**Records supplied**
* start *

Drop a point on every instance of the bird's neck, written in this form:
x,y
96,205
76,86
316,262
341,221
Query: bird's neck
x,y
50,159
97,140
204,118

* end *

Rewrite the records above with every "neck" changed to "head" and everything else kept the same.

Drop a point on every instance of the bird's head, written in this form:
x,y
96,205
76,86
316,262
341,221
Query: bird's head
x,y
50,159
97,140
204,118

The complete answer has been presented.